Given information:
────────────────────
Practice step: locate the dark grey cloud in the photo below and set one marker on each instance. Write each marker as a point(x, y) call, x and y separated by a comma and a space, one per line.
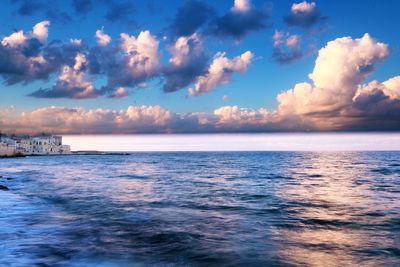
point(191, 16)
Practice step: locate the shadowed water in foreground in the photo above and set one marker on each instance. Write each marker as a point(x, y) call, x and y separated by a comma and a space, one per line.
point(216, 208)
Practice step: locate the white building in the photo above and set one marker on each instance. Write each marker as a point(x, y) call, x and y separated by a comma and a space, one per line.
point(43, 145)
point(7, 147)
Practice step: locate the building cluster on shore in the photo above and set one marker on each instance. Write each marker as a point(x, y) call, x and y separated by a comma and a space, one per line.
point(41, 145)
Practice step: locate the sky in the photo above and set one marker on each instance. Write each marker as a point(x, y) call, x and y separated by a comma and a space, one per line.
point(125, 67)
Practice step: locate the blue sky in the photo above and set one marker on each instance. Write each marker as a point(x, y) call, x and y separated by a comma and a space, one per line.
point(256, 88)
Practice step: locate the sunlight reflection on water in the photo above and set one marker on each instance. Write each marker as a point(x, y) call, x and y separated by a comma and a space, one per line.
point(220, 208)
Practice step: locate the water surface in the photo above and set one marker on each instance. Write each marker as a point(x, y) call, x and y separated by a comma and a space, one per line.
point(202, 209)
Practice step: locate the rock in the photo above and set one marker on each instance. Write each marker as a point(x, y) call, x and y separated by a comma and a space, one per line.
point(3, 187)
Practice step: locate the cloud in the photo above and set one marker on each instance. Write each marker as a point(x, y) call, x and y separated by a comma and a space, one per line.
point(286, 47)
point(41, 31)
point(71, 83)
point(120, 92)
point(220, 72)
point(120, 11)
point(102, 38)
point(135, 119)
point(82, 6)
point(242, 19)
point(188, 61)
point(337, 99)
point(23, 57)
point(305, 15)
point(140, 60)
point(191, 16)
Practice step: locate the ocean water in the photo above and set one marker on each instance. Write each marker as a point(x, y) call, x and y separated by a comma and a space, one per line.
point(202, 209)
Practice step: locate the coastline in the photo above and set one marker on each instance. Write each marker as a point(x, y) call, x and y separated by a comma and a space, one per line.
point(73, 153)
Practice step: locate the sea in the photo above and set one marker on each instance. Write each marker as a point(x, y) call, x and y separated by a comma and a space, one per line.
point(202, 209)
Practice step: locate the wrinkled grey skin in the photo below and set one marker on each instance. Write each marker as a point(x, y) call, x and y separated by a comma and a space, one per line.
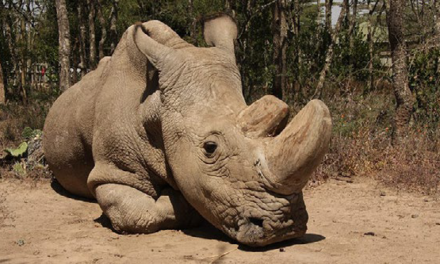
point(160, 134)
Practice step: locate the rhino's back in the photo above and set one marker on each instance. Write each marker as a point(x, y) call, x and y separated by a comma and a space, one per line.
point(68, 132)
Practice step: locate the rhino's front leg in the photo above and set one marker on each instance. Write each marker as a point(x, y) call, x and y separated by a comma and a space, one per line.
point(133, 211)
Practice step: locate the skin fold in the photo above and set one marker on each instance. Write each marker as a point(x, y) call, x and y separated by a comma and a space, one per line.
point(161, 136)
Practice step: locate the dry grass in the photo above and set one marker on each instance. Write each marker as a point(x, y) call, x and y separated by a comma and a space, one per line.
point(361, 146)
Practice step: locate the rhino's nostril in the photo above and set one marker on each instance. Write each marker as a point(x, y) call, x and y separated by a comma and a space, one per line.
point(256, 221)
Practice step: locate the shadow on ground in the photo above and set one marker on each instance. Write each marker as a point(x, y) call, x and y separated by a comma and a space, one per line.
point(56, 186)
point(207, 231)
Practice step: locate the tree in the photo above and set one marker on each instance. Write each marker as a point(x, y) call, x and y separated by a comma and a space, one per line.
point(279, 29)
point(404, 97)
point(92, 33)
point(64, 43)
point(329, 55)
point(328, 14)
point(437, 29)
point(2, 86)
point(82, 37)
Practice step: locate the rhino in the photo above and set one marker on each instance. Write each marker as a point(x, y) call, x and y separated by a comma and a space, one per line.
point(161, 136)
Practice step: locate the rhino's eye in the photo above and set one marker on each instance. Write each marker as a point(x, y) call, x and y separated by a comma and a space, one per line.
point(209, 147)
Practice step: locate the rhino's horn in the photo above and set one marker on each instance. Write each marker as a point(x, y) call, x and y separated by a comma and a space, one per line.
point(220, 31)
point(292, 156)
point(153, 50)
point(265, 117)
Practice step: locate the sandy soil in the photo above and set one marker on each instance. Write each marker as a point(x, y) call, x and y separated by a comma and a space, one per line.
point(350, 222)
────────────────────
Leaving the pictures out, write out every entry exactly.

Solution for this task:
Practice step: locate the dark grey cloud in the photo below and set one marker on each instance. Write each marker as a point(x, y) call, x and y separated by a comma and a space, one per line.
point(191, 16)
Practice step: locate the shadowed water in foreground in the photo above and set one marker on each instance. Write each marker as a point(x, y) call, x and y separated by a comma and a space, one per line.
point(216, 208)
Practice step: locate the white building in the photo above and set one marker on each instance. Write each marker as a point(x, y) call, x and y separated by a comma and a space, one per line.
point(43, 145)
point(7, 147)
Practice step: locate the building cluster on shore in the photo above and set one marker on each instance. Write each marker as a point(x, y) call, x and y separated by a comma and a space, one per line.
point(41, 145)
Practice step: locate the sky in the photo above and set one marker on each instance. Write each marker as a point(x, y) call, x and y separated by a comma and a space, one per line.
point(125, 67)
Practice step: locate the blue sky in the photo above and set one marker on each instance. Write each marker as a point(x, y) call, x and y separated by a comma and a space, one per line.
point(256, 88)
Practice step: locate the sunlight reflection on water in the photo above and set one marker on each instance. Write each marker as a point(x, y) call, x and y separated by a comma and a space, one per line.
point(220, 208)
Practice step: locate the water surface in the photo above and set one marker on each instance. Write each marker as a point(x, y) call, x and y separated by a comma and a space, one per line.
point(202, 209)
Practice step: locate the rock in the photo above and set one marker on each instance. Write each marker as a point(x, y) call, x and y separated by a comma and a space, one per line.
point(3, 187)
Practice step: locate the cloud in the photo above and set one marker on each instance. Write each marker as a point(x, y) call, x and y separated by a comma and a space, one per line.
point(286, 47)
point(41, 31)
point(71, 83)
point(120, 92)
point(220, 72)
point(120, 11)
point(102, 38)
point(135, 119)
point(82, 6)
point(242, 19)
point(188, 61)
point(337, 99)
point(23, 57)
point(305, 15)
point(140, 60)
point(191, 16)
Practice step: locate the ocean water in the photo above and set one marker on each instance. Write each marker as a point(x, y) call, x and y separated by a comma and a space, one per line.
point(202, 209)
Practice step: locate the coastline in the photo above and set one marker on each instance. Write each marker as a point(x, y) call, x and y separated by a comma and a space, one per line.
point(73, 153)
Practice step: locate the sea in the photo above and set one marker on each instance. Write each marker as a point(x, y) call, x and y separated by a comma and a space, one per line.
point(202, 209)
Practice step: locate the wrinkled grey skin in the photo below and set one marker on each instance. Write each marker as a point(x, y) call, x and y separated by a comma and a space, one per line.
point(160, 134)
Practice step: locate the rhino's back in the photo above and set one marker on each instance. Write each marker as a point(x, y) call, x and y separated by a comma and a space, one per line.
point(68, 132)
Practice step: locate the rhino's front leg in the photo above and set one marker on each instance. Write each marker as a point(x, y) call, x and y separated by a comma and a space, one per line.
point(133, 211)
Practice step: locate the skin fold in the photo above and set one marker on each instance. Write each marker as a point(x, y) call, x and y separated by a comma and a space, one per line.
point(161, 136)
Practice step: locate the dry grass in the photo above and set one marker on each instance. Write each marker as a point(x, y) call, x and y separated by a comma and a space, one per line.
point(361, 146)
Practice step: locate the rhino's nostril in the photo above and set one marker on each instance. Write each marker as a point(x, y) call, x and y separated by a comma and a space, one per line.
point(256, 221)
Practice step: locate the shadow on ground in the photo above and set one marker on each instance. Write each marker as a point(x, y) call, x and y separated by a comma and a space, one per line.
point(56, 186)
point(207, 231)
Practice step: locate the tree in the photo above and set one marker on each instance. Write each marker as a point(x, y) call, x and y separated by a comma and a space, one per line.
point(279, 29)
point(404, 97)
point(92, 33)
point(64, 43)
point(329, 55)
point(328, 14)
point(437, 29)
point(2, 86)
point(82, 37)
Practice step: locate the rhino in the photo above and set one marker on each instance. Write each marker as a point(x, y) call, x and y separated by a comma and a space, one per line.
point(161, 136)
Practice step: locate the rhino's eye in the photo above and set one marker on each instance. Write each marker as a point(x, y) call, x and y separated by a comma and a space, one per line.
point(209, 147)
Practice step: locate the rhino's horn in the photo above and set one marker on each instance. Write each marker as a point(x, y) call, x and y separated by a comma and a space, one per line.
point(220, 31)
point(292, 156)
point(153, 50)
point(265, 117)
Practice step: locate the sandy soil in the photo above and set one marker on each instance. Write each marker as a point(x, y) call, x and y separated by a comma and a space, one per line.
point(350, 222)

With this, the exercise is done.